Content starts

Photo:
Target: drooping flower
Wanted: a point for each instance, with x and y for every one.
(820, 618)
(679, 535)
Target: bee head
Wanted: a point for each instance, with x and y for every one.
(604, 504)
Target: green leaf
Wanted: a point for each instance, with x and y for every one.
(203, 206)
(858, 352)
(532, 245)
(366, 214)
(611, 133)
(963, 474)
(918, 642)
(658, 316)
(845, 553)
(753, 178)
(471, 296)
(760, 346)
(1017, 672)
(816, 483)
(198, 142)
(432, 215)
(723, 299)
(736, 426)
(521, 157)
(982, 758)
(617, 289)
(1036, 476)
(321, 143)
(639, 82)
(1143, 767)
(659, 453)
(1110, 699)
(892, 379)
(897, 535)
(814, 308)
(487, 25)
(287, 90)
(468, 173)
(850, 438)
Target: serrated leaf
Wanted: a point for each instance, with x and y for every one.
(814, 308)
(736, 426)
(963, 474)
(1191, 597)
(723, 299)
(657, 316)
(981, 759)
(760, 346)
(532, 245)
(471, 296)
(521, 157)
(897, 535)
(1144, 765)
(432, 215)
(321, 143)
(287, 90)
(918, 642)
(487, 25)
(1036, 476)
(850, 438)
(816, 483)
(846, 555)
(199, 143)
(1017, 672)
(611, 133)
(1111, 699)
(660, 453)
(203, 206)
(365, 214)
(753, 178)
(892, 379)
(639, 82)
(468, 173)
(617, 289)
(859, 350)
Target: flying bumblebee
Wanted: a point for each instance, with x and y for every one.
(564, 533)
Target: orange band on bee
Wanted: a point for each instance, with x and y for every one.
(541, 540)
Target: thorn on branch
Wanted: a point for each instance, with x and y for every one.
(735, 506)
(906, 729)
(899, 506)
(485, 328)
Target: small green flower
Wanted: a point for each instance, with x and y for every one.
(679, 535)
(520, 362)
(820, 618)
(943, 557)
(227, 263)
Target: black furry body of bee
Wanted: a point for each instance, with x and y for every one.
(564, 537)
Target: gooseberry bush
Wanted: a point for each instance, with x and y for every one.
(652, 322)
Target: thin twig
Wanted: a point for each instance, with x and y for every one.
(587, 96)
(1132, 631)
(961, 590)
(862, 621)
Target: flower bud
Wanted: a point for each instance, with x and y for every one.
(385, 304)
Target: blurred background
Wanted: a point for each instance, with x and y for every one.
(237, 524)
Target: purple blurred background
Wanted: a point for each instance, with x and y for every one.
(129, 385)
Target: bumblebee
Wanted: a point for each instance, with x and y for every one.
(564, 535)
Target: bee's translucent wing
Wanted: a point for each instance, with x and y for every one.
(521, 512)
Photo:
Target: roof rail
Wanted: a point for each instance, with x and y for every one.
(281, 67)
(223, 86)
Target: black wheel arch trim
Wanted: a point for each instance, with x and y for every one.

Content ends

*Exercise instructions*.
Set every entry down once more, exactly as written above.

*Reply*.
Photo:
Target: drooping flower
Wanted: a point for each instance, with x and y for every one.
(820, 618)
(679, 535)
Target: bee head
Wanted: a point for each instance, with x and y for every one.
(604, 504)
Target: green leaf
Wanted: a point for each instance, with x and y for every one.
(203, 206)
(858, 352)
(532, 245)
(366, 214)
(611, 133)
(963, 474)
(918, 642)
(658, 316)
(845, 553)
(753, 178)
(471, 296)
(760, 346)
(1017, 672)
(816, 483)
(198, 142)
(432, 215)
(723, 299)
(736, 426)
(521, 157)
(982, 758)
(617, 289)
(1036, 476)
(321, 143)
(639, 82)
(1143, 767)
(659, 453)
(1110, 699)
(892, 379)
(897, 535)
(814, 308)
(487, 25)
(287, 90)
(468, 173)
(850, 438)
Target: serrated leaf
Wanted: a point for each instance, with x and y for every one.
(814, 308)
(736, 426)
(963, 474)
(1191, 597)
(723, 299)
(657, 316)
(981, 759)
(760, 346)
(532, 245)
(471, 296)
(521, 157)
(897, 535)
(1144, 765)
(432, 215)
(321, 143)
(287, 90)
(918, 642)
(487, 25)
(1036, 476)
(850, 438)
(816, 483)
(846, 555)
(199, 143)
(1017, 672)
(611, 133)
(1111, 699)
(660, 453)
(203, 206)
(365, 214)
(753, 178)
(892, 379)
(639, 82)
(468, 173)
(617, 289)
(859, 350)
Target: flying bumblebee
Wanted: a point for each instance, with x and y for every one.
(564, 533)
Target: orange band on bee
Wanted: a point for each instance, with x and y for every one.
(541, 540)
Target: thorn on branch
Wanted: a point for each instance, with x and y for every one.
(735, 506)
(906, 729)
(899, 506)
(485, 328)
Target: small green flower
Wanted: a point for each instance, with x and y for every one.
(679, 535)
(520, 362)
(820, 618)
(943, 557)
(227, 263)
Target: black furry body of bee
Wanted: a point for each instance, with x and y for every one.
(564, 537)
Target: gooseberry bush
Wanted: a point for each instance, with x and y for every one.
(652, 322)
Target: thin twig
Wanted: a point for each instance, with x and y for every one.
(587, 96)
(1132, 631)
(961, 590)
(862, 621)
Target: flower bud
Wanted: a point for each instance, with x and y for every one.
(385, 304)
Target: blurred background
Wanted: a point for each instance, with x and y for every one.
(237, 524)
Target: purple blurred background
Wanted: a point for each instance, with x and y for every one.
(129, 385)
Target: bumblebee
Wanted: a point for each instance, with x and y for every one.
(564, 535)
Target: bee's translucent wing
Wanted: a point for each instance, with x and y for every one.
(521, 512)
Photo:
Target: roof rail
Wanted: a point for each instance, with x and y for every one.
(281, 67)
(223, 86)
Target: black wheel arch trim
Wanted: a point for each instance, with x and y for every one.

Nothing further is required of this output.